It is reasonable that people find ways to cope with the conditions surrounding homelessness, and obtaining drugs or alcohol can be more accessible than most forms of mental health care. Even those linked to care who may also be candidates for psychiatric medication may struggle if they face frequent thefts and are unlikely to be able to hold onto prescriptions and possessions long-term, a common reality for many people living on the streets. This causes them to be more likely to rely on street drugs as they can more easily get what they need at the moment, and not have to hold onto monthly supplies. During this time, dependencies on drugs and alcohol are likely to arise.
It must be understood that the road to and within recovery is long and complicated, and cannot be sped up by enforcing shallow or unrealistic requirements for acceptance into a housing program. Even something as simple as deciding you want to change your substance use habits could take months for someone who has obtained housing. It is not as simple as giving someone housing, but also giving them the time to trust that it won’t be taken away again.
While there can be more leniency and discretion in shelters when it comes to active substance use, this decreases substantially when it comes to more long-term solutions to housing. Due to policies attached to many funding sources, most long-term housing programs across the country have initial requirements for sobriety or substance use, as well as policies allowing eviction and program termination for substance use. While some programs argue there is a differentiation between substance “use” and substance “abuse,” the delineation is still determined by the housing program and not the person in recovery.
Policy is not neutral; it can be both influenced by stigma and responsible for the creation of stigma. A policy barring people who use substances from entering into long-term housing programs makes the statement that they are not deserving of receiving this fundamental support. When the war on drugs expanded into social services, it created the narrative that people who use substances were responsible for their current situation, and that only through abstinence from those substances could they become worthy of these basic human necessities once again.

| THE DATA |
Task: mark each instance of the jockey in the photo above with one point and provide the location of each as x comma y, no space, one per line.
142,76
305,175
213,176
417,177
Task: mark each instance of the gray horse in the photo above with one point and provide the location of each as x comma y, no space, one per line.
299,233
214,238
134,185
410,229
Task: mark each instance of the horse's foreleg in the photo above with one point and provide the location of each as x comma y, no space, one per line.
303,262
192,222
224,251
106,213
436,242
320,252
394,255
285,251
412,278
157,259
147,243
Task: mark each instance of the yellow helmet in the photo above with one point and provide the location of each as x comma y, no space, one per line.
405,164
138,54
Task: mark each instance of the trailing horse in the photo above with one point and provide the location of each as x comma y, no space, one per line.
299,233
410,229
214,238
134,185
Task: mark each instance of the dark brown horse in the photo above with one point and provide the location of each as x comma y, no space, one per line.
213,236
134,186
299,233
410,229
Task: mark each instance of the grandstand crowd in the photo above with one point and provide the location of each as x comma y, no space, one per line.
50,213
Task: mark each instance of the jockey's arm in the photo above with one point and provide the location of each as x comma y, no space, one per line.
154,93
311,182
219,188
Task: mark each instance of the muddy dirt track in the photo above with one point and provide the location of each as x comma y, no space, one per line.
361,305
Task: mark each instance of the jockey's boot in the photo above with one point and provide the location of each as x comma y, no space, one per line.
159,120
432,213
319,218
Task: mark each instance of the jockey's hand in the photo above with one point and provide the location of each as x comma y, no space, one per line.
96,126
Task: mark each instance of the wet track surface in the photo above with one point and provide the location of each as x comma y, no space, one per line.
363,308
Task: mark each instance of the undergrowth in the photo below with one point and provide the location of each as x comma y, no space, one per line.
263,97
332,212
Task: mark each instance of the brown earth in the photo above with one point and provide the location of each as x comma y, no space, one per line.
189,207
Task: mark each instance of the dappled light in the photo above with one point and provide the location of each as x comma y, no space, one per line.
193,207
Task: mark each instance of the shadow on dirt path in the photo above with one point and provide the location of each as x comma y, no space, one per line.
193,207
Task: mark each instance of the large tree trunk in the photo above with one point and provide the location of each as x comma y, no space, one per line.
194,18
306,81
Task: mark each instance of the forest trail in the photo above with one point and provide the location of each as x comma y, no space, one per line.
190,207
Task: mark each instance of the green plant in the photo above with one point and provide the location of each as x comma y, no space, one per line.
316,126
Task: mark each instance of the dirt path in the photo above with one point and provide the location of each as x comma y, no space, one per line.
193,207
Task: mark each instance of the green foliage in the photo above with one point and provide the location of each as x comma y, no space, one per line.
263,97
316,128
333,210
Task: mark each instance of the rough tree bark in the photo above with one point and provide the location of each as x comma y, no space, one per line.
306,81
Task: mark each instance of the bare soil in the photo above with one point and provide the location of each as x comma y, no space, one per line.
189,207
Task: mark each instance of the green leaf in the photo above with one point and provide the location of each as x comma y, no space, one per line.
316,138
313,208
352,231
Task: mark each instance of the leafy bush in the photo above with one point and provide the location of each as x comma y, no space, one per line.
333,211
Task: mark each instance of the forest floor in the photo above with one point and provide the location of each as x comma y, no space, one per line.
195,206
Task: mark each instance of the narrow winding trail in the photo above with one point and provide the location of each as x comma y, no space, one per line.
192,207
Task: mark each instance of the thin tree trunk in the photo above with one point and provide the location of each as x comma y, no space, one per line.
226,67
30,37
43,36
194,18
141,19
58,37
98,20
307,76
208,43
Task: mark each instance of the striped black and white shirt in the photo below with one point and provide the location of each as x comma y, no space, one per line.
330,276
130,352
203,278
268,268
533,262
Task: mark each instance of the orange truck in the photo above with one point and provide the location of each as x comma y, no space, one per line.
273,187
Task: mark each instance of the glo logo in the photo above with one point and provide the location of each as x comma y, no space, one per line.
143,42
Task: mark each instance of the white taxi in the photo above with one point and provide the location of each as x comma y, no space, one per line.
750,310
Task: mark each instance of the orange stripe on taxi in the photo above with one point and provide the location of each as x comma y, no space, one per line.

| EXERCISES TO COMPLETE |
A: According to the homelessness passage, who decides where the line falls between substance "use" and substance "abuse"?
B: Duplicate everything in the homelessness passage from "It must be understood" down to "taken away again.".
This material comes from a separate source.

| ANSWERS PER TASK |
A: The housing program decides, not the person in recovery.

B:
It must be understood that the road to and within recovery is long and complicated, and cannot be sped up by enforcing shallow or unrealistic requirements for acceptance into a housing program. Even something as simple as deciding you want to change your substance use habits could take months for someone who has obtained housing. It is not as simple as giving someone housing, but also giving them the time to trust that it won’t be taken away again.